**Try it**
In the entries below, find each line with the string "excavated" and copy it.

**Stored data**

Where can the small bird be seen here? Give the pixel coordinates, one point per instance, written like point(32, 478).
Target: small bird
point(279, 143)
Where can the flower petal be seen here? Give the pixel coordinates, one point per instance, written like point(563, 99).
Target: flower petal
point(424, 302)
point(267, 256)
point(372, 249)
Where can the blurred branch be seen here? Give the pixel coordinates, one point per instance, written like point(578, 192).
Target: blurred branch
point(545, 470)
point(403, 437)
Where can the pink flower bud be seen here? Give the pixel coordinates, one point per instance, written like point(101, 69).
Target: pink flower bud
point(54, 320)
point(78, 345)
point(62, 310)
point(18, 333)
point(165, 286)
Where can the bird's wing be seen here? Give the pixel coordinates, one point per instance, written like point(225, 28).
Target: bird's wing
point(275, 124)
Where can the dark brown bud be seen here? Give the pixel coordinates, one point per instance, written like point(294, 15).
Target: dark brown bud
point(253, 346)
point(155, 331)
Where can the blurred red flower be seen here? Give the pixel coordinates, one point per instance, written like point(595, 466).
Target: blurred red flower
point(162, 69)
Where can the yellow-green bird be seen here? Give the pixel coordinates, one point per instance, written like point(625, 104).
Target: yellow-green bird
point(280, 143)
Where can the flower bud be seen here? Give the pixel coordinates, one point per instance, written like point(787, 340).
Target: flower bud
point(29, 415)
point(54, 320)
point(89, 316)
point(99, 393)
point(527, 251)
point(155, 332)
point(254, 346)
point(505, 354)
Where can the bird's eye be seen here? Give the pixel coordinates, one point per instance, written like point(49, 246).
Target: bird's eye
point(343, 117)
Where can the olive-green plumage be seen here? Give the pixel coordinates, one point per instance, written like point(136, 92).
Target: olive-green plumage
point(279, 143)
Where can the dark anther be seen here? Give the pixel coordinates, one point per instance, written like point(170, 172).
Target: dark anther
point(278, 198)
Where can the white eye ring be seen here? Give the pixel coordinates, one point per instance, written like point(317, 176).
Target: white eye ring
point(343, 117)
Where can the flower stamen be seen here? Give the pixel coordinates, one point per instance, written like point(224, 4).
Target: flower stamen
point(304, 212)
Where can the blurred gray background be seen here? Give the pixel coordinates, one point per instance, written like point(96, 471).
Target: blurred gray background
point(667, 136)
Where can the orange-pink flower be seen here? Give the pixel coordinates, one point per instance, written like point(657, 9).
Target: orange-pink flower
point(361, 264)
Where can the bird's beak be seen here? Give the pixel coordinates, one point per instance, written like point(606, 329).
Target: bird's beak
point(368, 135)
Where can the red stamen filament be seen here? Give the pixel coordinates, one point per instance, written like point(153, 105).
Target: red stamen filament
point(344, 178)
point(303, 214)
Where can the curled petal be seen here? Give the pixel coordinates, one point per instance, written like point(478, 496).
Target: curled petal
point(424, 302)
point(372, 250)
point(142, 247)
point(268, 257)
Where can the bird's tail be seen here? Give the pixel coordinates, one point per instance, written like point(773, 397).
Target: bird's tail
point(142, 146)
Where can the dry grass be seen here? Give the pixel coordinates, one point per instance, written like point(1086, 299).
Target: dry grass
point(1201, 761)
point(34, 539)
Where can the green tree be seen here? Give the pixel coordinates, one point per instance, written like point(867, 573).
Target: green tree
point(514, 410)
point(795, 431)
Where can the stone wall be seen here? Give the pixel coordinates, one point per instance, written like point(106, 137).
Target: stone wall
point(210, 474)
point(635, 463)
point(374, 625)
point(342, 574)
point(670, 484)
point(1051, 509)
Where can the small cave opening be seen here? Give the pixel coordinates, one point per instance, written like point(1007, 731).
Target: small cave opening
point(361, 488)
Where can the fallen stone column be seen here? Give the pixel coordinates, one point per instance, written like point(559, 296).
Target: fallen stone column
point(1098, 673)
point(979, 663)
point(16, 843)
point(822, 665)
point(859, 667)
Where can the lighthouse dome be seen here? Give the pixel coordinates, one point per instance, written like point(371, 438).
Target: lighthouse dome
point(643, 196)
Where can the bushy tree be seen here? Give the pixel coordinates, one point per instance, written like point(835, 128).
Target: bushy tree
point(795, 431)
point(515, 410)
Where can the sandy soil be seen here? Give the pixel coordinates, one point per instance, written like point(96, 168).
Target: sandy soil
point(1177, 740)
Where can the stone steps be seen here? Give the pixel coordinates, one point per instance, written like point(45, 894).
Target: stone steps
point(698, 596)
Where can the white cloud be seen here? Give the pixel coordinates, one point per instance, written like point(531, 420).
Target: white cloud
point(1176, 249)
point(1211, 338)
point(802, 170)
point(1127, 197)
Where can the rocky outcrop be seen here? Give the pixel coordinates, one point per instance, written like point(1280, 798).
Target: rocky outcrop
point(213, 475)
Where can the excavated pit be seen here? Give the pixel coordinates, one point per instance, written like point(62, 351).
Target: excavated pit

**Answer space**
Where can the excavated pit be seen here? Give the pixel coordinates, one point per instance, written like point(62, 351).
Target: excavated pit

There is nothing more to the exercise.